## Written instruction
Reproduce verbatim the portion of the data below that opens with its first line and closes with the line containing "[[371, 227]]", including both of those lines.

## Listed entries
<<<<

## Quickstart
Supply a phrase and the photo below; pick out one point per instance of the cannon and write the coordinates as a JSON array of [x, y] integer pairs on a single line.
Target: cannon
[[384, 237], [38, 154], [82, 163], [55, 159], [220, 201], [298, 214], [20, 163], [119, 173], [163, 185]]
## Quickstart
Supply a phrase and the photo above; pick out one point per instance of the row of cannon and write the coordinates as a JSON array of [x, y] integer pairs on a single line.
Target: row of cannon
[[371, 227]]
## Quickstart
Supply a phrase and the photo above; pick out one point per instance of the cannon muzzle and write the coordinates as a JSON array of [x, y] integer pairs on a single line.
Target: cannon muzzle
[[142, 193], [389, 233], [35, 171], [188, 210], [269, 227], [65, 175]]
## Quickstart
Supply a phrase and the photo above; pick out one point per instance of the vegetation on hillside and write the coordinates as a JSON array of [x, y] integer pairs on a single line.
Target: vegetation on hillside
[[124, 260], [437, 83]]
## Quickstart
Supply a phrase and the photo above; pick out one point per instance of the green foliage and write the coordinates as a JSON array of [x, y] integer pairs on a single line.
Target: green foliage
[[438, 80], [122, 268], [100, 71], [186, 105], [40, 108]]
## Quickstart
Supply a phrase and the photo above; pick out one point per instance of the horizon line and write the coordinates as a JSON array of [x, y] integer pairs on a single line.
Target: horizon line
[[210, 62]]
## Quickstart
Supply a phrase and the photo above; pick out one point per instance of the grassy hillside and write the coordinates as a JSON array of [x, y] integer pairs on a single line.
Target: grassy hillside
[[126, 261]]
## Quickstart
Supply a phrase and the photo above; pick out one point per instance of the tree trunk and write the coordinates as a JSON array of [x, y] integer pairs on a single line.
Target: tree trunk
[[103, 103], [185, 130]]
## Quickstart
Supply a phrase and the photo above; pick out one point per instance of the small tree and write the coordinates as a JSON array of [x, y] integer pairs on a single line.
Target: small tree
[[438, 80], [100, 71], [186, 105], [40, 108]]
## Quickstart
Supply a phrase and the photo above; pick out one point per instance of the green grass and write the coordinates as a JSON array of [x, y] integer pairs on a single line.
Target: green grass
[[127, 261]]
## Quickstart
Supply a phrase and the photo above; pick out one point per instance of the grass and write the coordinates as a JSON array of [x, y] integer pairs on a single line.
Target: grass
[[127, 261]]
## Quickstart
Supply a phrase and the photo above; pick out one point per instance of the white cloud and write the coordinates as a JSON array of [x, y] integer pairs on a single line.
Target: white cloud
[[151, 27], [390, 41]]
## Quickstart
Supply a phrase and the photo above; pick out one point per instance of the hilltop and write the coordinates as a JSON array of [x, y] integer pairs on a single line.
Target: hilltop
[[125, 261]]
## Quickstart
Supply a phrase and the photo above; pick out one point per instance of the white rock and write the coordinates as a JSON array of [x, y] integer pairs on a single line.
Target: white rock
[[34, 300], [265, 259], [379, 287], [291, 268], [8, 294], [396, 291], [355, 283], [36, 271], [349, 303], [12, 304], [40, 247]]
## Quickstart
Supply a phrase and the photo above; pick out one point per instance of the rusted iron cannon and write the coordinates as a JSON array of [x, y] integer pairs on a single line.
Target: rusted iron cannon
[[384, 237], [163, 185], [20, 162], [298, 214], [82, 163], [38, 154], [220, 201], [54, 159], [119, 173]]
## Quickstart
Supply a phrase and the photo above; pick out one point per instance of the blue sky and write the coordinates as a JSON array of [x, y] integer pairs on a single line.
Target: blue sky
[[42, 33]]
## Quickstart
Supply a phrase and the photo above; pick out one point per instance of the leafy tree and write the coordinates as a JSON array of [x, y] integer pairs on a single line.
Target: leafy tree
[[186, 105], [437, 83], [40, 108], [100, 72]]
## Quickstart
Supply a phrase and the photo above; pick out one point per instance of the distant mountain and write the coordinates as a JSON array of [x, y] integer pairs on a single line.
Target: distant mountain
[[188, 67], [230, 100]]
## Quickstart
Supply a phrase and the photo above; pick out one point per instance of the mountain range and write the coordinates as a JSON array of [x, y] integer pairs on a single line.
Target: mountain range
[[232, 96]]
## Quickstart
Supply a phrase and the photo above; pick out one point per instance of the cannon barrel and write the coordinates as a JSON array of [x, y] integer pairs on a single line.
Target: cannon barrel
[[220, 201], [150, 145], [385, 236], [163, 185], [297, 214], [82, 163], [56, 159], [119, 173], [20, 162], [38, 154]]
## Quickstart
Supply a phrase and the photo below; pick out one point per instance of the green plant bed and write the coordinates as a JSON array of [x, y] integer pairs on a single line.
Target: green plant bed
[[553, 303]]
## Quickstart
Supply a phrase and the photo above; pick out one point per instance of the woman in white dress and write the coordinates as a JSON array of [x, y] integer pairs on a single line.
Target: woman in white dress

>>>>

## Task response
## Quickstart
Supply a phrase and the photo below; pick out one point per instance of the cannon and write the coordinates as a JSON array of [x, y] integer pairs on a single line.
Target: cannon
[[384, 237], [38, 154], [82, 163], [55, 159], [220, 201], [298, 214], [20, 163], [119, 173], [163, 185]]
## Quickstart
Supply a phrase and the photo above; pick out one point per instance of the row of cannon and write the coordinates as a JSON array of [x, y] integer pairs on a single line.
Target: row of cannon
[[371, 227]]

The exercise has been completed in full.